◆ **BRIEF**
Please change "drop a point" to "place a marker" in the part of the records below that opens with the line containing "Exercise. Locate the white" and runs through the end of the records. Reproduce only that part with all other wording unchanged.

-- start of SUPPLIED DATA --

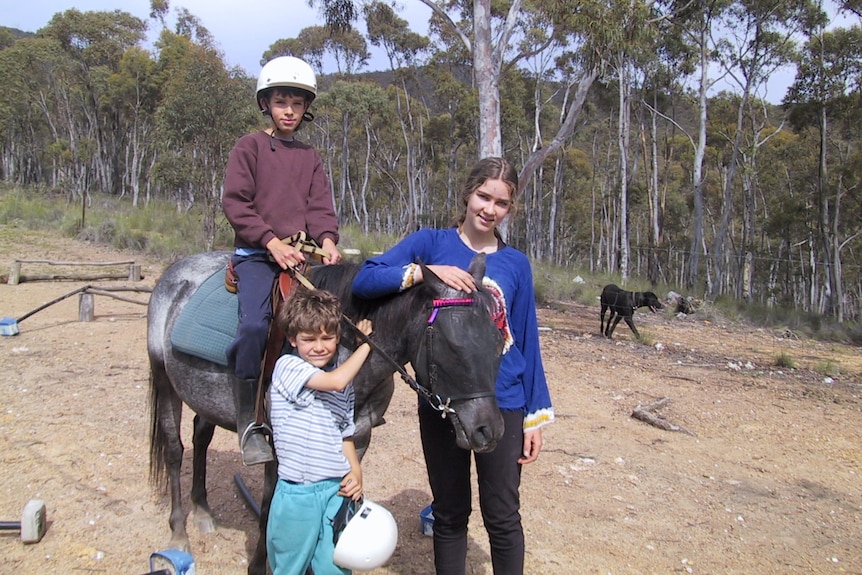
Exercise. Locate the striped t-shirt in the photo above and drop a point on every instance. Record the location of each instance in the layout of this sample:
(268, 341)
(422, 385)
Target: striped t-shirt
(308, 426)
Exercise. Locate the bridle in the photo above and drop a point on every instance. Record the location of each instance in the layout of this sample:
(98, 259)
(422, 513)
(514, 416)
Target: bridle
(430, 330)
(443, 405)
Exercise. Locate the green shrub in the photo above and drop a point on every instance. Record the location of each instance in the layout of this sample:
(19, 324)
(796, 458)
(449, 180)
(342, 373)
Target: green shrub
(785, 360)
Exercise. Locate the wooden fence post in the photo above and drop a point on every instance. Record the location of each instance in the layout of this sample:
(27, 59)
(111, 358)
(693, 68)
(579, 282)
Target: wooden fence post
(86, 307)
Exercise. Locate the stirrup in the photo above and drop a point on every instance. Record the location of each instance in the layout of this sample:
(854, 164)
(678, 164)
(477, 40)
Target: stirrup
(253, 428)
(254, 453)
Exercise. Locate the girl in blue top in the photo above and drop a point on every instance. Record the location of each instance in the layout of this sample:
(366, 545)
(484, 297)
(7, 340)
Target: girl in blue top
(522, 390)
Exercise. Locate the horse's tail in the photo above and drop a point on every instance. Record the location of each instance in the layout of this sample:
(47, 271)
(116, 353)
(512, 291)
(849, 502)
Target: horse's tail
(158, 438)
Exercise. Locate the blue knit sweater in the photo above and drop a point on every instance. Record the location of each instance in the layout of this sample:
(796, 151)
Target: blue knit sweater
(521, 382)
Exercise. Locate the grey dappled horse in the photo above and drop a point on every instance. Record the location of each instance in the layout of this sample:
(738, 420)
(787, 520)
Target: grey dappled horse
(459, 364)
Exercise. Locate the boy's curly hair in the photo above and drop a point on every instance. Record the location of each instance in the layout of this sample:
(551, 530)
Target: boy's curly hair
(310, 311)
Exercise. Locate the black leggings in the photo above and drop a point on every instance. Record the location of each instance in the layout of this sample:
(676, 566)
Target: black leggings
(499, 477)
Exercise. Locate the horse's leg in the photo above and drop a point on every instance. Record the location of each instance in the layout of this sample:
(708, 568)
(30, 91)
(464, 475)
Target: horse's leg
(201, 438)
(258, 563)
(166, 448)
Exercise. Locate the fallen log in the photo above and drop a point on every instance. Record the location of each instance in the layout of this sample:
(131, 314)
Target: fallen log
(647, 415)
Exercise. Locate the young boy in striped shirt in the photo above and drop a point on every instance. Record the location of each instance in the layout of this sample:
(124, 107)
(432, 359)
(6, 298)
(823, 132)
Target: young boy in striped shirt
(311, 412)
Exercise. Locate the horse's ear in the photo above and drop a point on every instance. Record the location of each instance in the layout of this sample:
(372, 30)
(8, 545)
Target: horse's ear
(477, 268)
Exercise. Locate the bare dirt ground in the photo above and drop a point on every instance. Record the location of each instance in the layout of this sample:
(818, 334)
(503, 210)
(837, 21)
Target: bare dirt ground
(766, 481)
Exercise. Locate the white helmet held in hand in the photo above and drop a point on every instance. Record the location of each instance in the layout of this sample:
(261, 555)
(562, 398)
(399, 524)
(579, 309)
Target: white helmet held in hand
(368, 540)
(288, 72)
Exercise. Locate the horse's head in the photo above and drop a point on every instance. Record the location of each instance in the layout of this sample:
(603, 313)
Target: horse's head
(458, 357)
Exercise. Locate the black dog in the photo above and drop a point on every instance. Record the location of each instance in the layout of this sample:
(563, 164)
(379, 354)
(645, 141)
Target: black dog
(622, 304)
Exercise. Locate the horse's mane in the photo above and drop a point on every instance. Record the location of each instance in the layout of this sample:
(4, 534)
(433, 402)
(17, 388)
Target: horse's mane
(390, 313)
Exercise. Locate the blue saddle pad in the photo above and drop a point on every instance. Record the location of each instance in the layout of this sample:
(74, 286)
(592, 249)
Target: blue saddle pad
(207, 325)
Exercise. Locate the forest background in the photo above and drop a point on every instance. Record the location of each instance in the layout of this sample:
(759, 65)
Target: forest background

-- end of SUPPLIED DATA --

◆ **EXERCISE SOLUTION**
Exercise. Locate the white helmet held in hand in the photo above and place a marker on every instance. Record the location of each instance in the layout of this sample:
(261, 555)
(562, 398)
(399, 524)
(579, 309)
Target: white helmet held in hand
(368, 540)
(288, 72)
Exercise. Locate the horse's head in the photo above and place a marker on every instance. Record the location of each instance in the layout of this sample:
(603, 313)
Target: horse's head
(458, 357)
Exercise. Locate the black dog in the photo above and place a marker on every instance. Record the location of each instance in the layout of this sample:
(563, 164)
(379, 354)
(645, 141)
Target: black dog
(622, 304)
Exercise. Locate the horse's mane in the photo above and place a marker on every instance. Record the location of each instance in the layout of this sample:
(4, 534)
(433, 402)
(17, 388)
Target: horse's mane
(390, 313)
Exercise. Locate the blue saddle pad in the photo above and place a marker on every instance. Record the location of each instance in the layout of this sample:
(74, 286)
(592, 249)
Target: blue saddle pad
(207, 325)
Exercise. Locate the forest background in the photo above and place a marker on every instance. Record the location of each instance in the layout of this sample:
(759, 65)
Target: forest background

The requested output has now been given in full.